◆ **Excerpt to read**
[Start of section]

[Chicago] Kickstarter Fund to get rid of the GIL

Joshua Herman zitterbewegung at gmail.com
Sun Jul 24 22:07:56 CEST 2011


Should we create a wiki page? Like inglourous basterds to kill the GIL
or something.

On Sun, Jul 24, 2011 at 2:56 PM, Jason Rexilius <jason at hostedlabs.com> wrote:
> I also have to quote:
>
> "rather that, for problems for which shared-memory concurrency is
> appropriate (read: the valid cases to complain about the GIL), message
> passing will not be, because of the marshal/unmarshal overhead (plus data
> size/locality ones)."
>
>
> I have to say this is some of the best discussion in quite a while. Dave's
> passionate response is great as well as others. I think the rudeness, or
> not, is kinda besides the point.
>
> There is a valid point to be made about marshal/unmarshal overhead in
> situations where data-manipulation-concurrency AND _user expectation_ or
> environmental constraints apply.  I think that's why people have some
> grounds to be unhappy with the GIL concept (for me its a concept) in certain
> circumstances. Tal is dead on in that "scalability" means different things.
>
> Oddly, I'm more engaged in this as an abstract comp sci question than a
> specific python question.  The problem set applies across languages.
>
> The question I would raise is if, given that an engineer understands the
> problem he is facing, are there both tools in the toolbox?  Is there an
> alternative to GIL for the use-cases where it is not the ideal solution?
>
> BTW, I will stand up for IPC as one of the tools in the toolbox to deal with
> scale/volume/speed/concurrency problems.
>
>
> On 7/24/11 1:58 PM, Tal Liron wrote:
>>
>> I would say that there's truth in both approaches. "Scalability" means
>> different things at different levels of scale. A web example: the
>> architecture of Twitter or Facebook is nothing like the architecture of
>> even a large Django site. It's not even the same problem field.
>>
>>
>> A good threading model can be extremely efficient at certain scales. For
>> data structures that are mostly read, not written, synchronization is
>> not a performance issue, and you get the best throughput possible in
>> multicore situations. The truly best scalability would be achieved by a
>> combined approach: threading on a single node, message passing between
>> nodes. Programming for that, though, is a nightmare (unless you had a
>> programming language that makes both approaches transparent) and so
>> usually at the large scale the latter approach is chosen. One
>> significant challenge is to make sure that operations that MIGHT use the
>> same data structures are actually performed on the same node, so that
>> threading would be put to use.
>>
>>
>> So, what Dave said applies very well to threading, too: "you still need
>> to know what you're doing and how to decompose your application to use
>> it."
>>
>>
>> Doing concurrency right is hard. Doing message passing right is hard.

[End of section]

◆ **Work item A**
Convert the part of the records that runs from their first line through the line containing "box: [494, 560, 604, 650]" into a JSON list of strings, one string per line, skipping blank lines.
The records have no connection to the mailing list post above.

◆ **Data records**

[Start of section]

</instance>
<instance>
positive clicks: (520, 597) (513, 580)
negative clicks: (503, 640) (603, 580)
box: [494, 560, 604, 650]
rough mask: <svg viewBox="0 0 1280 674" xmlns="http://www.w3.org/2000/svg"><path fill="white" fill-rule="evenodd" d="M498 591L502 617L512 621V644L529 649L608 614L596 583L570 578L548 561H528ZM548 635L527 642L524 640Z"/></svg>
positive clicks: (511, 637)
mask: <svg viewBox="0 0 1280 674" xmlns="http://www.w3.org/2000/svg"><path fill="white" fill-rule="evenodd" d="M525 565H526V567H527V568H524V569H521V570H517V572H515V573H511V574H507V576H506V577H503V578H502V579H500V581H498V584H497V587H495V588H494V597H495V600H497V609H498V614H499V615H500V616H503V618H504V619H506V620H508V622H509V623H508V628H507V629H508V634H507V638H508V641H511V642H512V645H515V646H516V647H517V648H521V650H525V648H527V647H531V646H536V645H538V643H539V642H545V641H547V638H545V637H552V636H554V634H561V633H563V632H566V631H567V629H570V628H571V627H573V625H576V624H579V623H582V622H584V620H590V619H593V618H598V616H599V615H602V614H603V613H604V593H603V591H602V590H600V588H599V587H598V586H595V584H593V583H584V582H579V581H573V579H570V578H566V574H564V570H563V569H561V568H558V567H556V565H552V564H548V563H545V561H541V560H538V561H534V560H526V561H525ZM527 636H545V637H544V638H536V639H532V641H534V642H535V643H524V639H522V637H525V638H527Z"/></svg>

[End of section]

◆ **Work item B**
In the mailing list post about the GIL, what combined approach does Tal Liron say would achieve the truly best scalability?

◆ **Answer section A**
[
  "</instance>",
  "<instance>",
  "positive clicks: (520, 597) (513, 580)",
  "negative clicks: (503, 640) (603, 580)",
  "box: [494, 560, 604, 650]"
]

◆ **Answer section B**
Threading on a single node, with message passing between nodes.